━━━ Data lines ━━━
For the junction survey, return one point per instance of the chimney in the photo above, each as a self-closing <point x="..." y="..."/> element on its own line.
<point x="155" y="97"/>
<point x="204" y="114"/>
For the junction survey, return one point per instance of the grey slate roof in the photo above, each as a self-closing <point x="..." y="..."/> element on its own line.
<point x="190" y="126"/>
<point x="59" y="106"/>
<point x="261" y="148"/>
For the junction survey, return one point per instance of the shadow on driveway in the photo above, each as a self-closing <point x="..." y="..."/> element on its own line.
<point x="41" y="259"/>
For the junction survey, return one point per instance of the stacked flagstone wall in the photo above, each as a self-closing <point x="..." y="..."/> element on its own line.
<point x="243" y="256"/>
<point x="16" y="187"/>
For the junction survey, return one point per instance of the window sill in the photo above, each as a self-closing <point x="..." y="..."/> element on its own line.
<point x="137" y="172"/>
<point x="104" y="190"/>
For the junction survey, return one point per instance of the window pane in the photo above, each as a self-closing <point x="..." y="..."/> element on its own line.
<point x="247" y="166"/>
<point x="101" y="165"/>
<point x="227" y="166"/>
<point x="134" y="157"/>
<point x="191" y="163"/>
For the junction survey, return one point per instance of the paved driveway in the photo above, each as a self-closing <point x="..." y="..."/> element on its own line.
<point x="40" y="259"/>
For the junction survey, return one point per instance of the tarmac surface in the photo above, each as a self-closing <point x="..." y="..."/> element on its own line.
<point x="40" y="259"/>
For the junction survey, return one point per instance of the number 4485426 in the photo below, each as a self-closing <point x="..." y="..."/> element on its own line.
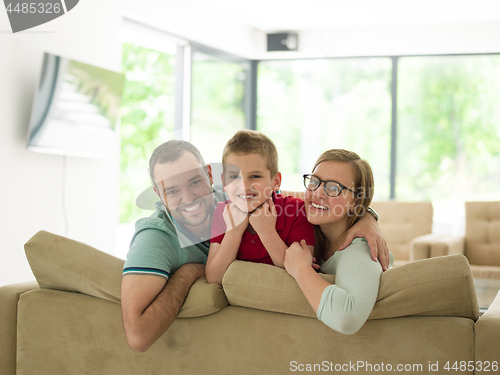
<point x="34" y="8"/>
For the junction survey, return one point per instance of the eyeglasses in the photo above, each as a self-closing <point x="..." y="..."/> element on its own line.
<point x="332" y="188"/>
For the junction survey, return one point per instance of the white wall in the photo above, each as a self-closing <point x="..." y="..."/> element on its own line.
<point x="31" y="183"/>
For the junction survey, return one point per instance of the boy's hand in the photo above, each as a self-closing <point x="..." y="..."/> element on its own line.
<point x="235" y="218"/>
<point x="264" y="218"/>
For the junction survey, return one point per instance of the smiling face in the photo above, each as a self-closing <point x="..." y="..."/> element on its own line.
<point x="323" y="209"/>
<point x="185" y="189"/>
<point x="248" y="181"/>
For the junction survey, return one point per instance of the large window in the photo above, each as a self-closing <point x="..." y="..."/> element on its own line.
<point x="438" y="139"/>
<point x="147" y="114"/>
<point x="447" y="127"/>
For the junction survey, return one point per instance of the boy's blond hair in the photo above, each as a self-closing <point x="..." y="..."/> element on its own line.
<point x="246" y="142"/>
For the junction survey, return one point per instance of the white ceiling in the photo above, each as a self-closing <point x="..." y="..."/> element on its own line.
<point x="276" y="15"/>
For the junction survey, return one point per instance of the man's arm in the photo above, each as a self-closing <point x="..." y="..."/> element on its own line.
<point x="150" y="303"/>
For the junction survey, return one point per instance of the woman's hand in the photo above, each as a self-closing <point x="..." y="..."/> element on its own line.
<point x="298" y="256"/>
<point x="367" y="228"/>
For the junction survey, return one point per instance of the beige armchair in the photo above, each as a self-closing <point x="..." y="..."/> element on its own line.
<point x="481" y="246"/>
<point x="402" y="224"/>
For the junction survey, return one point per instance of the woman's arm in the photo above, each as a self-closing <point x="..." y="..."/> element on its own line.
<point x="345" y="305"/>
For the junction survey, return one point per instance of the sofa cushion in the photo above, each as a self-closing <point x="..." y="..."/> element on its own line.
<point x="440" y="286"/>
<point x="64" y="264"/>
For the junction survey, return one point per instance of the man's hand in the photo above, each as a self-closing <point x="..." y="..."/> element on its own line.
<point x="235" y="218"/>
<point x="264" y="218"/>
<point x="367" y="227"/>
<point x="150" y="303"/>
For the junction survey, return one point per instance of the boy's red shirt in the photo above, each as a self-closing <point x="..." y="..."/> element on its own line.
<point x="291" y="226"/>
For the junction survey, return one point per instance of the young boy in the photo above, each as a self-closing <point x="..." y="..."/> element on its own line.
<point x="256" y="224"/>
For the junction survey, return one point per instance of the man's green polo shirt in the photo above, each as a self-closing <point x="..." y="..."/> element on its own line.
<point x="155" y="248"/>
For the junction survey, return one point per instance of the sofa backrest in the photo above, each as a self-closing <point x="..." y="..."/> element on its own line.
<point x="482" y="233"/>
<point x="64" y="264"/>
<point x="401" y="222"/>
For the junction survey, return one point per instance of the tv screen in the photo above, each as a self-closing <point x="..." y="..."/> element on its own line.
<point x="76" y="109"/>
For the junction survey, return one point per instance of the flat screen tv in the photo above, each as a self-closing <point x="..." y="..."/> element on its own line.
<point x="76" y="109"/>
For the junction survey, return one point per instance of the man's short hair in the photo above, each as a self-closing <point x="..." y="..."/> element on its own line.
<point x="246" y="142"/>
<point x="172" y="151"/>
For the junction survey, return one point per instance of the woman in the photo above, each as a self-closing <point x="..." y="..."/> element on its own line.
<point x="337" y="194"/>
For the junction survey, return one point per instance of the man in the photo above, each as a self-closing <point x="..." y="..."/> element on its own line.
<point x="172" y="244"/>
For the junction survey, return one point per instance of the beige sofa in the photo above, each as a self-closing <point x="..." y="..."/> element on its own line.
<point x="69" y="322"/>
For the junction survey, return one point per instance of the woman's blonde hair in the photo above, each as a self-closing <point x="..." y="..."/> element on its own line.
<point x="363" y="186"/>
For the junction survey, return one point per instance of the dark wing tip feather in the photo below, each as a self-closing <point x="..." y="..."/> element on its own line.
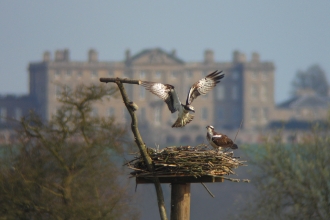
<point x="234" y="146"/>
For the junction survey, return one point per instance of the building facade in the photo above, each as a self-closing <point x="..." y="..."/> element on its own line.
<point x="246" y="94"/>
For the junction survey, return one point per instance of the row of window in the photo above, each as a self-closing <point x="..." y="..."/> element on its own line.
<point x="256" y="92"/>
<point x="4" y="114"/>
<point x="257" y="113"/>
<point x="141" y="74"/>
<point x="260" y="75"/>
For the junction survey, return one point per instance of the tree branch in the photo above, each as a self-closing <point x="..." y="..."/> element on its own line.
<point x="129" y="81"/>
<point x="138" y="139"/>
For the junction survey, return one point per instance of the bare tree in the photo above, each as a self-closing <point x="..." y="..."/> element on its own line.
<point x="314" y="78"/>
<point x="65" y="169"/>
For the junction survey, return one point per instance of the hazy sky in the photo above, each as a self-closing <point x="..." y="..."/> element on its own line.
<point x="292" y="34"/>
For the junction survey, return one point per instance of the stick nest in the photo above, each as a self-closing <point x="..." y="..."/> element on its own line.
<point x="186" y="161"/>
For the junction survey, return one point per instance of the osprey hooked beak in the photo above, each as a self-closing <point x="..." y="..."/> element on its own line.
<point x="191" y="108"/>
<point x="210" y="126"/>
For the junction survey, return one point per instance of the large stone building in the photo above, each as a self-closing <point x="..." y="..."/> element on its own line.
<point x="246" y="93"/>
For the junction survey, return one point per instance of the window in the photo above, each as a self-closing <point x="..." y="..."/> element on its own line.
<point x="126" y="115"/>
<point x="203" y="73"/>
<point x="142" y="114"/>
<point x="94" y="73"/>
<point x="264" y="115"/>
<point x="67" y="90"/>
<point x="68" y="73"/>
<point x="189" y="73"/>
<point x="204" y="113"/>
<point x="142" y="74"/>
<point x="18" y="113"/>
<point x="235" y="75"/>
<point x="157" y="115"/>
<point x="236" y="113"/>
<point x="57" y="74"/>
<point x="142" y="93"/>
<point x="58" y="91"/>
<point x="234" y="92"/>
<point x="263" y="93"/>
<point x="220" y="91"/>
<point x="220" y="114"/>
<point x="255" y="74"/>
<point x="254" y="114"/>
<point x="3" y="114"/>
<point x="110" y="73"/>
<point x="111" y="112"/>
<point x="158" y="74"/>
<point x="254" y="91"/>
<point x="95" y="112"/>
━━━
## Work to be completed
Beginning with the line that contains "the window in", quote each line exactly through the last line of the entries above, and nothing beyond them.

## Exercise output
For the junction survey, return one point per instance of the window in the photo above, each as a self-closing <point x="..." y="..."/> element on its own line.
<point x="126" y="115"/>
<point x="203" y="73"/>
<point x="142" y="114"/>
<point x="94" y="73"/>
<point x="264" y="115"/>
<point x="67" y="90"/>
<point x="68" y="73"/>
<point x="189" y="73"/>
<point x="204" y="113"/>
<point x="142" y="74"/>
<point x="18" y="113"/>
<point x="235" y="75"/>
<point x="157" y="115"/>
<point x="236" y="113"/>
<point x="57" y="74"/>
<point x="142" y="93"/>
<point x="58" y="91"/>
<point x="234" y="92"/>
<point x="263" y="93"/>
<point x="220" y="91"/>
<point x="220" y="114"/>
<point x="255" y="74"/>
<point x="254" y="114"/>
<point x="3" y="114"/>
<point x="110" y="73"/>
<point x="111" y="112"/>
<point x="158" y="74"/>
<point x="254" y="91"/>
<point x="95" y="112"/>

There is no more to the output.